● **Exercise**: Count the lines in the records below that contain the word "foliage", treating case as significant. Reply with the number alone.

Dataset items

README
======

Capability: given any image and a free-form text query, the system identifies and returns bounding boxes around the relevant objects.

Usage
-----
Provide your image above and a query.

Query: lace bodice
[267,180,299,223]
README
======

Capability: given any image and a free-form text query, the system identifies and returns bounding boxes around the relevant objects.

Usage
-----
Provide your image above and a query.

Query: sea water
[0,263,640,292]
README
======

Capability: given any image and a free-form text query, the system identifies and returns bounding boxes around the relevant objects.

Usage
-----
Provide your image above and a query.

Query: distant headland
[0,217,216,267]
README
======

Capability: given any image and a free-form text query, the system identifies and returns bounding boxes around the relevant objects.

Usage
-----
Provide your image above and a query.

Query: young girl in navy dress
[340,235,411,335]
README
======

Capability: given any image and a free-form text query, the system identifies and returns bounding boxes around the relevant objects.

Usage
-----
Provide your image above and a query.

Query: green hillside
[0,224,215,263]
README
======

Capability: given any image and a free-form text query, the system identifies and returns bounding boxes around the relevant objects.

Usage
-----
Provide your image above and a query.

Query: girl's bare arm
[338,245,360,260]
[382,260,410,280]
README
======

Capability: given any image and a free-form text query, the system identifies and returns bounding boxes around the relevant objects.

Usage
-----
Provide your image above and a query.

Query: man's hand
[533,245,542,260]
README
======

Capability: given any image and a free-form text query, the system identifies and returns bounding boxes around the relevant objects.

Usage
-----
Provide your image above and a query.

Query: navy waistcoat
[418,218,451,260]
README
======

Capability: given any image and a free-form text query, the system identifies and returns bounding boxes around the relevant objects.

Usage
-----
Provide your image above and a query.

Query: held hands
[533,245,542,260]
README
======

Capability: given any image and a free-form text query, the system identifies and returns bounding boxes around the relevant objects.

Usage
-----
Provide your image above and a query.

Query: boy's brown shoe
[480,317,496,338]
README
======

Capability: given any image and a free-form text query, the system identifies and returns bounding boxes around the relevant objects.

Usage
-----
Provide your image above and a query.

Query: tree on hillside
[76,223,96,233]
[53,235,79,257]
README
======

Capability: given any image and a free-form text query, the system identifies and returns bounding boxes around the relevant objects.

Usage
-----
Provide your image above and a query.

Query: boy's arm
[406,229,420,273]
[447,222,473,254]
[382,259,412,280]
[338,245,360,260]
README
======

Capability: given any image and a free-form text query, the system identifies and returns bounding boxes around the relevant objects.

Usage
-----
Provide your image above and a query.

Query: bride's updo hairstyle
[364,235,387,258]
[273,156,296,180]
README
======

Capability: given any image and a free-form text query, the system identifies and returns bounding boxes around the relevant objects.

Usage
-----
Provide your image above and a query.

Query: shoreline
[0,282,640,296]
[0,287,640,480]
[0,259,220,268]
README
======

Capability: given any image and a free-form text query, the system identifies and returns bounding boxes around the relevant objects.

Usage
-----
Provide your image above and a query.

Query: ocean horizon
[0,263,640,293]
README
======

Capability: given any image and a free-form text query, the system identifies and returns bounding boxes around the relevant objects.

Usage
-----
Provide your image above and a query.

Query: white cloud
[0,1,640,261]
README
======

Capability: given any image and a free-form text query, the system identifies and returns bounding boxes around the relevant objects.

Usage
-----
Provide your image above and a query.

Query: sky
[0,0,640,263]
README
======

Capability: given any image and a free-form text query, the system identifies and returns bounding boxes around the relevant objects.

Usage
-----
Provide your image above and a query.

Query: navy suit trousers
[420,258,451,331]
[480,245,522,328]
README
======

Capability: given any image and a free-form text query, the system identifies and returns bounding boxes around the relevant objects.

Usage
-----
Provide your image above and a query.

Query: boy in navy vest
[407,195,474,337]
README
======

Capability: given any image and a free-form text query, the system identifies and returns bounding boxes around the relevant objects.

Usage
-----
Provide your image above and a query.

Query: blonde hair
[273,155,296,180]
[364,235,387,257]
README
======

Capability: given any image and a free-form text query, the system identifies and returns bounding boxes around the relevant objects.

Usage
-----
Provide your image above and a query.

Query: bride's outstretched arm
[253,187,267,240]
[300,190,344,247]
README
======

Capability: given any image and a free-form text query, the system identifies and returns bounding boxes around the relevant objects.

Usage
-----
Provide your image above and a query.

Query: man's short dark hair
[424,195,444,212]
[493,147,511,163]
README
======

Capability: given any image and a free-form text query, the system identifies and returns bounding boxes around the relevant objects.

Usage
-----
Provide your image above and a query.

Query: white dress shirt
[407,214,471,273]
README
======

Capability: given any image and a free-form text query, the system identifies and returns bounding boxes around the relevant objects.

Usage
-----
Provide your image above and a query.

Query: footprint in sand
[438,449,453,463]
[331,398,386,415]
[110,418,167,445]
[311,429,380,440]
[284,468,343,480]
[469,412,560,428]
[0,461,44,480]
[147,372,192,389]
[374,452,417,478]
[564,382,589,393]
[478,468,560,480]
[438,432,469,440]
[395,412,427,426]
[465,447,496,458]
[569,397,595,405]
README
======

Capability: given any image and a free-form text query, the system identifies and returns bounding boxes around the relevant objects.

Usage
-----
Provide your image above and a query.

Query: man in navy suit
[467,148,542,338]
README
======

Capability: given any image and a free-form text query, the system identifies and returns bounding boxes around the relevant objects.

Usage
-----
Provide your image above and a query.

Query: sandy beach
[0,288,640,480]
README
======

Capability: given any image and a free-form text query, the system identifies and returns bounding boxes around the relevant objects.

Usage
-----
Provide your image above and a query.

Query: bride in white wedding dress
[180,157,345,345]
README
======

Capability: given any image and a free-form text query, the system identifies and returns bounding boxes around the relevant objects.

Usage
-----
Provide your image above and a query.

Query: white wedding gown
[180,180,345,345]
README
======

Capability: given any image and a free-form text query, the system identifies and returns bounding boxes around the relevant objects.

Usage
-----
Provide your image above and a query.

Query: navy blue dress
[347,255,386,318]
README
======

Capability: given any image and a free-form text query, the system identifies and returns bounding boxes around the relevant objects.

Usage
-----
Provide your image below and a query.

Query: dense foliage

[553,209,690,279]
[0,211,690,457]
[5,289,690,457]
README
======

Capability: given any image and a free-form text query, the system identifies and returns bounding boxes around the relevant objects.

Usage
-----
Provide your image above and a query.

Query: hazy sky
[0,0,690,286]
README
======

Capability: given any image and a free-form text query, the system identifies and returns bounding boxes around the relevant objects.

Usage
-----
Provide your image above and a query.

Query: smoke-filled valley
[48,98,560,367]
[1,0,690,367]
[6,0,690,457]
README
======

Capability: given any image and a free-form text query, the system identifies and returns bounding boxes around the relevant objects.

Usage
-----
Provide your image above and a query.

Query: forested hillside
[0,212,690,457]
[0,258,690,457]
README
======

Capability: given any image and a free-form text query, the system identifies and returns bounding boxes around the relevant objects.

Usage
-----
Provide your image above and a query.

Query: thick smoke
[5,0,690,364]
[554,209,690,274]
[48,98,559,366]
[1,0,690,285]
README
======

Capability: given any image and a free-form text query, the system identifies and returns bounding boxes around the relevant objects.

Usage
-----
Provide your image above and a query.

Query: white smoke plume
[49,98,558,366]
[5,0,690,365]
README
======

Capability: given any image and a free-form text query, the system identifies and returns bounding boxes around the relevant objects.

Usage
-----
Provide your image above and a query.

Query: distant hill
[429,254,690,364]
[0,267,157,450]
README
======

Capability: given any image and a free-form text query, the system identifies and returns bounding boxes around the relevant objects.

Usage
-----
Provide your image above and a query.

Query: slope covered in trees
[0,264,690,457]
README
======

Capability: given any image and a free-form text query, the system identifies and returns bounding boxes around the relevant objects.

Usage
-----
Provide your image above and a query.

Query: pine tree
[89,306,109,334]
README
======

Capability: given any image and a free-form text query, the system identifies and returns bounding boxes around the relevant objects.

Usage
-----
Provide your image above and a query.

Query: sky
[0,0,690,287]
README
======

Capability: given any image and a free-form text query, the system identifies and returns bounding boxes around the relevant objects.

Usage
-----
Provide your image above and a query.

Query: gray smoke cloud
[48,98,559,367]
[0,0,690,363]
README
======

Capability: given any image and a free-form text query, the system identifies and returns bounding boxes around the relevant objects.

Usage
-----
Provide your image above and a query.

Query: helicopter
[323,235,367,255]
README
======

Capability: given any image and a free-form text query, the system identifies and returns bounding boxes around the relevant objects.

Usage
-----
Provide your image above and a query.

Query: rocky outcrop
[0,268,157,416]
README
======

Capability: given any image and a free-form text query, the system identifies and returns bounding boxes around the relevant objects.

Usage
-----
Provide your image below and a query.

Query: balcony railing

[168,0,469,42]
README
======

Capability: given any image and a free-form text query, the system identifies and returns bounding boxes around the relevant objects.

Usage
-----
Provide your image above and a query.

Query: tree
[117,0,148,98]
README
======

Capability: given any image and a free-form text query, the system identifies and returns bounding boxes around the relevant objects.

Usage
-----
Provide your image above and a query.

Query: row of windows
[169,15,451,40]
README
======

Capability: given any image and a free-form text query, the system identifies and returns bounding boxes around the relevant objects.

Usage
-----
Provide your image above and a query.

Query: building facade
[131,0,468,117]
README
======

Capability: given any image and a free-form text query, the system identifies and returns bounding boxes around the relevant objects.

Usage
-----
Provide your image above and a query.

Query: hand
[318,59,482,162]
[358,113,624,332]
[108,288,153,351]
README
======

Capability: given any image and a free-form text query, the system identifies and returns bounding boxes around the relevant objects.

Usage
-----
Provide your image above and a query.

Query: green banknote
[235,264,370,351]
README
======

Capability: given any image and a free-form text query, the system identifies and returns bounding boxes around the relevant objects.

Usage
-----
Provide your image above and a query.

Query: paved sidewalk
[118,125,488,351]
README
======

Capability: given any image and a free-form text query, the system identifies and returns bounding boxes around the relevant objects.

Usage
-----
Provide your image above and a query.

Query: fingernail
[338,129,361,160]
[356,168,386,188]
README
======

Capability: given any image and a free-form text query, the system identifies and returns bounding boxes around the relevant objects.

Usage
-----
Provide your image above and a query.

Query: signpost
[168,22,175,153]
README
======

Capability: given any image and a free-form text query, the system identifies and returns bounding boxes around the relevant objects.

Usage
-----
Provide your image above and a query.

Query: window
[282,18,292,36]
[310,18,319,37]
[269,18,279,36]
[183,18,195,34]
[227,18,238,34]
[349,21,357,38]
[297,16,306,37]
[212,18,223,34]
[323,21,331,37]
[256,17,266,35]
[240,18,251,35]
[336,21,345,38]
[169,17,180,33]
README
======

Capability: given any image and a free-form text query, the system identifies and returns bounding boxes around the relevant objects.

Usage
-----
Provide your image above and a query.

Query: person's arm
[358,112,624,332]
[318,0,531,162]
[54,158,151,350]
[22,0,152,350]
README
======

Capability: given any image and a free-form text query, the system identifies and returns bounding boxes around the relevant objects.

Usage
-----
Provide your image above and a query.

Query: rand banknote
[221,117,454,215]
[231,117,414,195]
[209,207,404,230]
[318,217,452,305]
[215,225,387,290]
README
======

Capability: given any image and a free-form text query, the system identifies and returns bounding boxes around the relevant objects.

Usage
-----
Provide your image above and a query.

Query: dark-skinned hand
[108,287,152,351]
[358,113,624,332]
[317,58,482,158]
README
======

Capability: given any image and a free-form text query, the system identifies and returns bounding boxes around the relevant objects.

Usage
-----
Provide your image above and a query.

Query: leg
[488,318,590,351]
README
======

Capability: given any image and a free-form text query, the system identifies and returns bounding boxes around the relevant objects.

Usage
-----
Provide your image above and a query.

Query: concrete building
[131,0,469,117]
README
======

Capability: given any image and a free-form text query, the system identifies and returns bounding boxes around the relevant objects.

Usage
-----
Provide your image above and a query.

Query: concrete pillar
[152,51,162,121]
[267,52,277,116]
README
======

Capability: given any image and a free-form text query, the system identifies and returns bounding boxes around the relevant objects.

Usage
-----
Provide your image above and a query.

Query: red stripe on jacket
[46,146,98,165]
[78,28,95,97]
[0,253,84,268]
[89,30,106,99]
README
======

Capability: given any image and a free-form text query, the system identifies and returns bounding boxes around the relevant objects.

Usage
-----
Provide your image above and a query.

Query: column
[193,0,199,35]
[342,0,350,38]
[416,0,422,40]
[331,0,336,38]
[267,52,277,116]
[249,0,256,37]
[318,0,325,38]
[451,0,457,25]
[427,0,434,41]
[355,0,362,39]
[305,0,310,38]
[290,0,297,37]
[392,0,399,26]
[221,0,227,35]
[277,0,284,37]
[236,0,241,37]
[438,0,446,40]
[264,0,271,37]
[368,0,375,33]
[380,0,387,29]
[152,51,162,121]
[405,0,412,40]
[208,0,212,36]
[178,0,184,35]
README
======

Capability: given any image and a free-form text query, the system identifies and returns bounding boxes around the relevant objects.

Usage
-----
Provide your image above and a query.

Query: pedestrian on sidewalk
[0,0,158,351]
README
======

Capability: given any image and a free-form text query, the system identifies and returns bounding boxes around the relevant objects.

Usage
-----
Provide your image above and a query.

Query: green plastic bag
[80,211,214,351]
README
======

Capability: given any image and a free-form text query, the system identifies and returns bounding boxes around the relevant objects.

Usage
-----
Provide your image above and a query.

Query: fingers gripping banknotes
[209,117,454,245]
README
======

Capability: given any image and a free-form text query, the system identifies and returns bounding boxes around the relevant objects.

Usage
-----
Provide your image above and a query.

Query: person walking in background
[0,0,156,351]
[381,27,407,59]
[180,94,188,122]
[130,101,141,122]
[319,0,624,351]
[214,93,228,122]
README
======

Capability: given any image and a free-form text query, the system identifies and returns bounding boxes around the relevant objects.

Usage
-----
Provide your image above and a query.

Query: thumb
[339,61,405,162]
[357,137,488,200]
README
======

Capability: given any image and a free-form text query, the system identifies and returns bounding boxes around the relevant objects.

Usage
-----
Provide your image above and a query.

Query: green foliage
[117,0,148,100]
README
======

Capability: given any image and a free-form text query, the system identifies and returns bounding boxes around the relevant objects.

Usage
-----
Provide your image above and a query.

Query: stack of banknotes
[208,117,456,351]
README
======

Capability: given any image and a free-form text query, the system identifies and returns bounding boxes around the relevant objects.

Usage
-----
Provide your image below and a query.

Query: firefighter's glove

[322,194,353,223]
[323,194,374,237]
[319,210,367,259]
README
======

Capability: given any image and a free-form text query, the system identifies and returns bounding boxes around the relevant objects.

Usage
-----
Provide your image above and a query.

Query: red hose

● **Answer**: 2